RECORDS TO USE >>
----------
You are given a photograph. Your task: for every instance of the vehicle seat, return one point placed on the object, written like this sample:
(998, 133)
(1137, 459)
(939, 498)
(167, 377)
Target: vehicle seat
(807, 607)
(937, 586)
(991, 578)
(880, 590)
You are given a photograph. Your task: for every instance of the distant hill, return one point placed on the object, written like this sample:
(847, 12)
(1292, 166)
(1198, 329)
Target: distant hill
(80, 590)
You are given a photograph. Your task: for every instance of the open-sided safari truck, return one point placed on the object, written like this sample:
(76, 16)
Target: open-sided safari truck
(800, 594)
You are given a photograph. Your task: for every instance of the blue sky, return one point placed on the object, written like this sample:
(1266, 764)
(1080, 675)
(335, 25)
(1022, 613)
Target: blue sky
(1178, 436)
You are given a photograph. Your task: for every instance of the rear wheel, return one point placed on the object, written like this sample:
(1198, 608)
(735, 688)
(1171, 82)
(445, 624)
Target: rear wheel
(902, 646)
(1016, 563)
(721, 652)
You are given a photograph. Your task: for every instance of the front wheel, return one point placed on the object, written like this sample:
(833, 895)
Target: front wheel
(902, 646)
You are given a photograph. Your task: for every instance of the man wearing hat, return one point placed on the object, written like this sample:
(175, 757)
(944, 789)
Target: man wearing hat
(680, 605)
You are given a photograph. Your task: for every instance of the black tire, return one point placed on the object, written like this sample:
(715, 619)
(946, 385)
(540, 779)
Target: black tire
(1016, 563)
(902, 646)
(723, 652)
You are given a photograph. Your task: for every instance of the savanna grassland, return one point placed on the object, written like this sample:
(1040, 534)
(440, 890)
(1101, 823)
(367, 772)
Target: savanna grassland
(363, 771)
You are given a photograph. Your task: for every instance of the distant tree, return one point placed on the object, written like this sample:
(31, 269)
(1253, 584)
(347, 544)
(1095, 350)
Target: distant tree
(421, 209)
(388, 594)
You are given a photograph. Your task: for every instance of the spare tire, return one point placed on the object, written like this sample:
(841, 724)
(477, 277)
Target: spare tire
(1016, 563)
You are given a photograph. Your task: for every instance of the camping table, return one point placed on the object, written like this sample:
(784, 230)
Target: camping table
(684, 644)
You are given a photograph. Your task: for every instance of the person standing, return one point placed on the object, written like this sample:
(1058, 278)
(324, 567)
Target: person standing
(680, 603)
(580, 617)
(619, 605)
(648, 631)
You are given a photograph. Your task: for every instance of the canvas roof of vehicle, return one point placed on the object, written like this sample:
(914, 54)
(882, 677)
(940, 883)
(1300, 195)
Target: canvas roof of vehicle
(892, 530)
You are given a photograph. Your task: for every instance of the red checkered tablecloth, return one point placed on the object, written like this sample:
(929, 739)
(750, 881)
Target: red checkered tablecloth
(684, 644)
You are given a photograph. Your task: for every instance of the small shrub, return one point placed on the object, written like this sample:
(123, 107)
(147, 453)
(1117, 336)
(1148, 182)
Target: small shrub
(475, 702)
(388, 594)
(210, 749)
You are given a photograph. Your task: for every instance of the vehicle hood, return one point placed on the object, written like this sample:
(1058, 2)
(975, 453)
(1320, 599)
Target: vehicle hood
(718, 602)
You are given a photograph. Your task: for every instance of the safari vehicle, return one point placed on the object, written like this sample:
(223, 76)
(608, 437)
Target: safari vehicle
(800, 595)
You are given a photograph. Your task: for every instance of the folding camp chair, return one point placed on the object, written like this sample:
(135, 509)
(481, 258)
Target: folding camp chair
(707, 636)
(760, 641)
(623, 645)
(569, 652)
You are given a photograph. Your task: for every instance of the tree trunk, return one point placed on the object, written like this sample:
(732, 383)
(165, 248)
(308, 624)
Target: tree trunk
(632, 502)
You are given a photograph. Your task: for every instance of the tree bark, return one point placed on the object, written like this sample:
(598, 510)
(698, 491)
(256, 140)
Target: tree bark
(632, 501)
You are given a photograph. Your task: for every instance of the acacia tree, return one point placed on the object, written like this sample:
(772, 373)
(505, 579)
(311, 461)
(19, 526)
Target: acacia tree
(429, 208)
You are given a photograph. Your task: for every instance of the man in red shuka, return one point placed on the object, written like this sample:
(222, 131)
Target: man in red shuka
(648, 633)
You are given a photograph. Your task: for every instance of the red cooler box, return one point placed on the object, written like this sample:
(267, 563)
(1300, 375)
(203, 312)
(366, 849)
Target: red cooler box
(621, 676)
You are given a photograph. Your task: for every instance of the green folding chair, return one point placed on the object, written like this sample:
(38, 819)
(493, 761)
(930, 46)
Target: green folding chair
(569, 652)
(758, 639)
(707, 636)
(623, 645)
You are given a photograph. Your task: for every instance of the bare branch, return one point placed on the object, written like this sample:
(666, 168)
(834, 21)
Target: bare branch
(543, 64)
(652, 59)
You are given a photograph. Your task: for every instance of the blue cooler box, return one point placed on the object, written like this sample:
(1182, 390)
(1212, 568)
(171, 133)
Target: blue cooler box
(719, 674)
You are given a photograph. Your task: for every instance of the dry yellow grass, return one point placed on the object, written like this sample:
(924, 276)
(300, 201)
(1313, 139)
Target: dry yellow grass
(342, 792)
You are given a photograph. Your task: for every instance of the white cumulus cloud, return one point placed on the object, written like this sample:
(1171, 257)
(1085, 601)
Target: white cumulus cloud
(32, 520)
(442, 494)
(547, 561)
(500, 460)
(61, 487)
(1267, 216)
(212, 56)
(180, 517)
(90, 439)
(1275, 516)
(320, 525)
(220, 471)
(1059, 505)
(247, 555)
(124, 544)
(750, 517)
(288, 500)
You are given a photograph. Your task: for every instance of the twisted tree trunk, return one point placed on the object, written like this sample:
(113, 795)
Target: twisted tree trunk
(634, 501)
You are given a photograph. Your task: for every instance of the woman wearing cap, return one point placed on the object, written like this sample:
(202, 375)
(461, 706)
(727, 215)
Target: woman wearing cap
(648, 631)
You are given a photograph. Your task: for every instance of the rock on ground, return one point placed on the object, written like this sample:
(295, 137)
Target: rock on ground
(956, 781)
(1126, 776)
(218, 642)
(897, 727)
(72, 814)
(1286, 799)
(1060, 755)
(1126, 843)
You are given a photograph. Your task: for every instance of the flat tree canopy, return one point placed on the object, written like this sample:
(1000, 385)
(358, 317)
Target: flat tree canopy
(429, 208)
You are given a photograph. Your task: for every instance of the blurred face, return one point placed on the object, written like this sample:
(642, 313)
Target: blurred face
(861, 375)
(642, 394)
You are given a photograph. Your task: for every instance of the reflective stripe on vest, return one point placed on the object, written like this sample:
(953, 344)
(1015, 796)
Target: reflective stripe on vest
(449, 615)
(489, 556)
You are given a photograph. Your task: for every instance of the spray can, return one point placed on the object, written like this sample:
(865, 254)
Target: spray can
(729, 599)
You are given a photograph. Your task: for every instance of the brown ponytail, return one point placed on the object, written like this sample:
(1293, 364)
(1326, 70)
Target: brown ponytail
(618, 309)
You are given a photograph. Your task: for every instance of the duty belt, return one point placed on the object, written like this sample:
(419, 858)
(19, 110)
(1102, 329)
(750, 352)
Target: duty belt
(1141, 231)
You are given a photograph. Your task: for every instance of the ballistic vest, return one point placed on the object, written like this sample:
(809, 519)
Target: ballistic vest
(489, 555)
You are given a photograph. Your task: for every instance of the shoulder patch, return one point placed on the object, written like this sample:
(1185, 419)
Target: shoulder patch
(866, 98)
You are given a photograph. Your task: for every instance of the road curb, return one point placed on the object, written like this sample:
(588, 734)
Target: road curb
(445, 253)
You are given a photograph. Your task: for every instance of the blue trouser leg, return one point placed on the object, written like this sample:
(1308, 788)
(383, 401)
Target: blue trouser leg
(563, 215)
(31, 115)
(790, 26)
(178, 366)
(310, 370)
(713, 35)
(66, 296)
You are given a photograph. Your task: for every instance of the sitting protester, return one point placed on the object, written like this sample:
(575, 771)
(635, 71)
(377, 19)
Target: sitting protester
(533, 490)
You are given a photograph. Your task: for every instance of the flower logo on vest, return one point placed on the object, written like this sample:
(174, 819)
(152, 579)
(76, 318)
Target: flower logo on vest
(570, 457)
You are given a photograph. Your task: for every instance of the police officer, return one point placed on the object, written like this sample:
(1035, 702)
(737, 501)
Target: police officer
----------
PROBLEM REQUIREMENTS >> Show me each line of the listing above with "police" in it.

FINAL ANSWER >>
You are given a photograph. Your task: for every instance of the police officer, return one point placed on the object, written like this sample:
Target: police officer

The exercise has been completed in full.